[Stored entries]
--
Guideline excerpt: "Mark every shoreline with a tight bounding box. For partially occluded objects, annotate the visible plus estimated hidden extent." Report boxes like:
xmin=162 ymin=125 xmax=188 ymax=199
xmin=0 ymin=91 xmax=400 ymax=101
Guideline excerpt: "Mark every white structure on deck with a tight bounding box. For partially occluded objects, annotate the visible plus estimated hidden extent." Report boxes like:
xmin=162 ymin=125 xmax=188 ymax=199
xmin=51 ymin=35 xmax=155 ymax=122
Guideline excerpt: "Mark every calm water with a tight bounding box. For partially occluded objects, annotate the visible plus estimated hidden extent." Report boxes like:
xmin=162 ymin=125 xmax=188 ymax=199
--
▶ _Given problem_:
Write out all the lines above in full, and shift every bounding box coordinate in the answers up by 53. Leave everything else in each line unchanged.

▶ _Result of this exercise_:
Guideline excerpt: "Mark every shoreline with a tight bounding box. For partially occluded objects, annotate the visible plus estimated hidden extent." Report boxes like:
xmin=162 ymin=125 xmax=188 ymax=199
xmin=53 ymin=144 xmax=453 ymax=154
Guideline excerpt: "Mark every white structure on deck with a tight bounding box. For partially occluded objects, annotate the visible plus estimated hidden extent." Report boxes like:
xmin=162 ymin=125 xmax=188 ymax=199
xmin=104 ymin=88 xmax=208 ymax=175
Guideline excerpt: "Mark every calm water with a tight bounding box. For partially occluded objects, annotate the visible plus estimated hidden extent." Report boxes like:
xmin=162 ymin=125 xmax=188 ymax=199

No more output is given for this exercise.